Problem description: Convert every line of the listing below into a Markdown table with a Row column holding the line's number and a Listing line column holding its text. Omit any blank lines.

──────── Provided data ────────

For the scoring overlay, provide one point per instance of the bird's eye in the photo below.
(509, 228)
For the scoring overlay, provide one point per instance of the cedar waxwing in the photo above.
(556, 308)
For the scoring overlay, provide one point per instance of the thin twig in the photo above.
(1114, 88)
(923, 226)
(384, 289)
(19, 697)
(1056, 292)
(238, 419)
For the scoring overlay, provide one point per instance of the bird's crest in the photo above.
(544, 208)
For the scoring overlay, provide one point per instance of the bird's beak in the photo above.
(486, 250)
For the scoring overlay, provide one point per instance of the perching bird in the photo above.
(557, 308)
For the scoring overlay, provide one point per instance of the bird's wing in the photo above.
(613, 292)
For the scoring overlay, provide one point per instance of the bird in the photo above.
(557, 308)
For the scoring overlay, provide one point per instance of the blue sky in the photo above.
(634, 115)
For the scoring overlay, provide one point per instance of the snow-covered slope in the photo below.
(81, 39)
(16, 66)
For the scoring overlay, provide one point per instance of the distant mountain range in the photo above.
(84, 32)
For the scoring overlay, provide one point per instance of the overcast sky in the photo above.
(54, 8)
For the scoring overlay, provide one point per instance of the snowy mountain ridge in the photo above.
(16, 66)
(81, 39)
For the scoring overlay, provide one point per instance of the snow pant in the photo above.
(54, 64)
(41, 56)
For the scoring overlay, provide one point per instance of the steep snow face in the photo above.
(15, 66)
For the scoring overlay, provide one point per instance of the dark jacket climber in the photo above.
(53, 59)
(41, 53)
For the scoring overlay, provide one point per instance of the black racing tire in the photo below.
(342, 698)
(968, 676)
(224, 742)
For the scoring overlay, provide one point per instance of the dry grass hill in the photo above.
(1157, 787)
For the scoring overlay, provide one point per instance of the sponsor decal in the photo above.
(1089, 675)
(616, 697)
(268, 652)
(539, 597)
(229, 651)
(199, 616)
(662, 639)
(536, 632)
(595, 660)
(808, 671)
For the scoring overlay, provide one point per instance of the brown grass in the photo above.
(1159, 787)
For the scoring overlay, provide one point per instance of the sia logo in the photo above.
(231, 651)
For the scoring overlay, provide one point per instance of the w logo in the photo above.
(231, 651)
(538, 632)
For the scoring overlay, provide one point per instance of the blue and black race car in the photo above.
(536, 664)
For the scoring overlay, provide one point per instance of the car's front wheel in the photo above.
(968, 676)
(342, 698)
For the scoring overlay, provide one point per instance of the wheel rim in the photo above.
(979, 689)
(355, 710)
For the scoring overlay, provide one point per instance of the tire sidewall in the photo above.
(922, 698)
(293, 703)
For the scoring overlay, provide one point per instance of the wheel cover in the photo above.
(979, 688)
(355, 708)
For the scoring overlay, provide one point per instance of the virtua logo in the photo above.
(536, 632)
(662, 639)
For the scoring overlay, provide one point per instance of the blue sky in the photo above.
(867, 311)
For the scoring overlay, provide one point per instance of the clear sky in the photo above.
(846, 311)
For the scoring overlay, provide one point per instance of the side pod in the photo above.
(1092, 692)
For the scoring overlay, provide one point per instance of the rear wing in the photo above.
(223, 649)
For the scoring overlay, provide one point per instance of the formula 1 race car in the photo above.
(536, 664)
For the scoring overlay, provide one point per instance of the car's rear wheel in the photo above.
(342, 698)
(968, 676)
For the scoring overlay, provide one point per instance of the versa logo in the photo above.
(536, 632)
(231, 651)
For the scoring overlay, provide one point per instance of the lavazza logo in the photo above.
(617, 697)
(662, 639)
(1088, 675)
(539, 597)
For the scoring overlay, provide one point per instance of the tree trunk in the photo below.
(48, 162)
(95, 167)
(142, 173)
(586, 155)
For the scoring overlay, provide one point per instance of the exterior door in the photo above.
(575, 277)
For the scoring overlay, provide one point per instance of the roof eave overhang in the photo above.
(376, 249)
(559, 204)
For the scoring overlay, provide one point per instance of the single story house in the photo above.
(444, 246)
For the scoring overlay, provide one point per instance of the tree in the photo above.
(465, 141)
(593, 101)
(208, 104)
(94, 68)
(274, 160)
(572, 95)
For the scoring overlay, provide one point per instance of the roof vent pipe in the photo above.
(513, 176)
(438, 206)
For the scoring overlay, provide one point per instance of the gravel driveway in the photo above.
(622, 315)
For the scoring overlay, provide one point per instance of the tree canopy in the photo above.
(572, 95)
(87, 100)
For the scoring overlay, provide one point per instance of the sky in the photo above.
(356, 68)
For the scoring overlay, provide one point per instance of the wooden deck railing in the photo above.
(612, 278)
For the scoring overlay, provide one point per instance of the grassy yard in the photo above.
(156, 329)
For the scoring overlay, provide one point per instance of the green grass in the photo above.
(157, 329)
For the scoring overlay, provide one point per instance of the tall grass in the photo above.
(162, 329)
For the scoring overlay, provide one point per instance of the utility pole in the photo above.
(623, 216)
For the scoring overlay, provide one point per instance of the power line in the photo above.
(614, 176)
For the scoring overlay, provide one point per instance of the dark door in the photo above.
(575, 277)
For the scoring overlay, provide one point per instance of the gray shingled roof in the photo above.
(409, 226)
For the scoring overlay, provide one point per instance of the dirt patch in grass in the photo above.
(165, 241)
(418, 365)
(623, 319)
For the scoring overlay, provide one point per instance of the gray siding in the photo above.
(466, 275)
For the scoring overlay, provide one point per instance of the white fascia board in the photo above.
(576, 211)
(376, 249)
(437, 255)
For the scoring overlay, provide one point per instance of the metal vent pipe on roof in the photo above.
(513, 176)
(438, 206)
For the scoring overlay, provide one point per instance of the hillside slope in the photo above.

────────

Task answer:
| Row | Listing line |
|---|---|
| 1 | For the scoring overlay, provide one point per instance of the bird's eye in the photo below. |
| 2 | (509, 228) |
| 3 | For the scoring overlay, provide one point per instance of the cedar waxwing in the photo above. |
| 4 | (556, 308) |
| 5 | For the scoring overlay, provide one point per instance of the thin twig in the photo above. |
| 6 | (1114, 88) |
| 7 | (923, 226) |
| 8 | (384, 289) |
| 9 | (19, 697) |
| 10 | (1056, 292) |
| 11 | (238, 419) |
| 12 | For the scoring overlay, provide one point per instance of the bird's crest in the photo above. |
| 13 | (544, 208) |
| 14 | For the scoring overlay, provide one point per instance of the bird's beak in the photo above. |
| 15 | (486, 250) |
| 16 | For the scoring overlay, provide one point per instance of the perching bird in the photo above. |
| 17 | (557, 308) |
| 18 | For the scoring overlay, provide one point per instance of the bird's wing in the photo above. |
| 19 | (613, 292) |
| 20 | For the scoring overlay, provide one point per instance of the bird in the photo above. |
| 21 | (557, 308) |
| 22 | For the scoring overlay, provide one point per instance of the blue sky in the photo above. |
| 23 | (634, 115) |
| 24 | For the scoring overlay, provide one point per instance of the snow-covered slope in the photo below. |
| 25 | (81, 39) |
| 26 | (16, 66) |
| 27 | For the scoring overlay, provide one point per instance of the distant mountain range in the photo above. |
| 28 | (84, 32) |
| 29 | For the scoring overlay, provide one point per instance of the overcast sky in the photo above. |
| 30 | (54, 8) |
| 31 | For the scoring overlay, provide one point per instance of the snowy mountain ridge in the photo above. |
| 32 | (16, 66) |
| 33 | (81, 39) |
| 34 | For the scoring overlay, provide one point per instance of the snow pant in the photo above. |
| 35 | (54, 64) |
| 36 | (41, 56) |
| 37 | For the scoring overlay, provide one point per instance of the steep snow face in the photo above. |
| 38 | (15, 66) |
| 39 | For the scoring overlay, provide one point per instance of the dark jacket climber in the photo above. |
| 40 | (53, 59) |
| 41 | (41, 53) |
| 42 | For the scoring overlay, provide one point per instance of the black racing tire in the photo below. |
| 43 | (342, 698) |
| 44 | (968, 676) |
| 45 | (224, 742) |
| 46 | For the scoring overlay, provide one point per instance of the dry grass hill in the photo above. |
| 47 | (1157, 787) |
| 48 | For the scoring overlay, provide one point per instance of the sponsor decal in the photo above. |
| 49 | (1089, 675) |
| 50 | (616, 697) |
| 51 | (268, 652) |
| 52 | (539, 597) |
| 53 | (229, 651) |
| 54 | (199, 616) |
| 55 | (662, 639) |
| 56 | (536, 632) |
| 57 | (595, 660) |
| 58 | (808, 671) |
| 59 | For the scoring overlay, provide one point per instance of the brown grass in the photo above. |
| 60 | (1159, 787) |
| 61 | For the scoring overlay, provide one point per instance of the sia logo in the photo above. |
| 62 | (231, 651) |
| 63 | For the scoring overlay, provide one point per instance of the w logo in the photo above. |
| 64 | (231, 651) |
| 65 | (538, 632) |
| 66 | For the scoring overlay, provide one point per instance of the blue and black race car in the photo above. |
| 67 | (536, 664) |
| 68 | For the scoring overlay, provide one point per instance of the car's front wheel in the photo above. |
| 69 | (968, 676) |
| 70 | (342, 698) |
| 71 | For the scoring overlay, provide one point per instance of the wheel rim in the photo above. |
| 72 | (979, 689) |
| 73 | (355, 710) |
| 74 | For the scoring overlay, provide one point per instance of the tire sidewall in the photo above. |
| 75 | (922, 698) |
| 76 | (293, 703) |
| 77 | For the scoring overlay, provide one point per instance of the wheel cover in the photo above. |
| 78 | (979, 688) |
| 79 | (355, 708) |
| 80 | For the scoring overlay, provide one point per instance of the virtua logo in the photo above. |
| 81 | (536, 632) |
| 82 | (662, 639) |
| 83 | For the scoring overlay, provide one point per instance of the blue sky in the photo above. |
| 84 | (867, 311) |
| 85 | For the scoring overlay, provide one point per instance of the clear sky in the photo above. |
| 86 | (846, 311) |
| 87 | For the scoring overlay, provide one point per instance of the side pod in the photo above. |
| 88 | (1092, 692) |
| 89 | For the scoring overlay, provide one point per instance of the rear wing in the photo above. |
| 90 | (223, 649) |
| 91 | For the scoring overlay, provide one point per instance of the formula 1 race car in the photo above. |
| 92 | (536, 664) |
| 93 | For the scoring overlay, provide one point per instance of the car's rear wheel in the photo above. |
| 94 | (342, 698) |
| 95 | (968, 676) |
| 96 | For the scoring overlay, provide one point per instance of the versa logo in the photo above. |
| 97 | (536, 632) |
| 98 | (231, 651) |
| 99 | For the scoring overlay, provide one point per instance of the lavazza logo in the photo above. |
| 100 | (617, 697) |
| 101 | (662, 639) |
| 102 | (1088, 675) |
| 103 | (539, 597) |
| 104 | For the scoring overlay, provide one point per instance of the tree trunk in the photo below. |
| 105 | (48, 162) |
| 106 | (95, 167) |
| 107 | (142, 173) |
| 108 | (586, 155) |
| 109 | For the scoring overlay, provide one point per instance of the exterior door in the photo above. |
| 110 | (575, 277) |
| 111 | For the scoring overlay, provide one point per instance of the roof eave overhang in the photo above. |
| 112 | (376, 249) |
| 113 | (559, 204) |
| 114 | For the scoring overlay, provide one point per instance of the single story house in the photo above. |
| 115 | (444, 246) |
| 116 | For the scoring overlay, provide one point per instance of the tree in the photo above. |
| 117 | (465, 141) |
| 118 | (593, 101) |
| 119 | (208, 104) |
| 120 | (94, 68) |
| 121 | (274, 160) |
| 122 | (572, 95) |
| 123 | For the scoring overlay, provide one point per instance of the roof vent pipe in the photo above. |
| 124 | (513, 176) |
| 125 | (438, 206) |
| 126 | For the scoring overlay, provide one point per instance of the gravel driveway in the photo above. |
| 127 | (622, 315) |
| 128 | For the scoring overlay, provide one point per instance of the tree canopy in the photo above. |
| 129 | (572, 95) |
| 130 | (87, 100) |
| 131 | For the scoring overlay, provide one point per instance of the sky in the photo above. |
| 132 | (356, 68) |
| 133 | For the scoring overlay, provide one point per instance of the wooden deck railing in the photo above. |
| 134 | (612, 278) |
| 135 | For the scoring overlay, provide one point per instance of the grassy yard in the photo above. |
| 136 | (156, 329) |
| 137 | For the scoring overlay, provide one point per instance of the green grass in the photo above. |
| 138 | (157, 329) |
| 139 | For the scoring overlay, provide one point per instance of the tall grass in the photo above. |
| 140 | (162, 329) |
| 141 | For the scoring overlay, provide one point per instance of the utility pole in the photo above. |
| 142 | (623, 216) |
| 143 | For the scoring overlay, provide one point per instance of the power line in the photo above. |
| 144 | (614, 176) |
| 145 | For the scoring overlay, provide one point per instance of the dark door in the photo above. |
| 146 | (575, 277) |
| 147 | For the scoring overlay, provide one point per instance of the gray shingled roof in the photo above. |
| 148 | (409, 226) |
| 149 | For the scoring overlay, provide one point per instance of the dirt patch in grass in the photo above. |
| 150 | (165, 241) |
| 151 | (418, 365) |
| 152 | (623, 319) |
| 153 | For the scoring overlay, provide one point per instance of the gray siding in the photo above. |
| 154 | (466, 275) |
| 155 | For the scoring overlay, provide one point per instance of the white fascia board in the photo above. |
| 156 | (576, 211) |
| 157 | (376, 249) |
| 158 | (437, 255) |
| 159 | For the scoring overlay, provide one point per instance of the metal vent pipe on roof in the photo above. |
| 160 | (513, 176) |
| 161 | (438, 206) |
| 162 | For the scoring overlay, provide one point per instance of the hillside slope in the photo above. |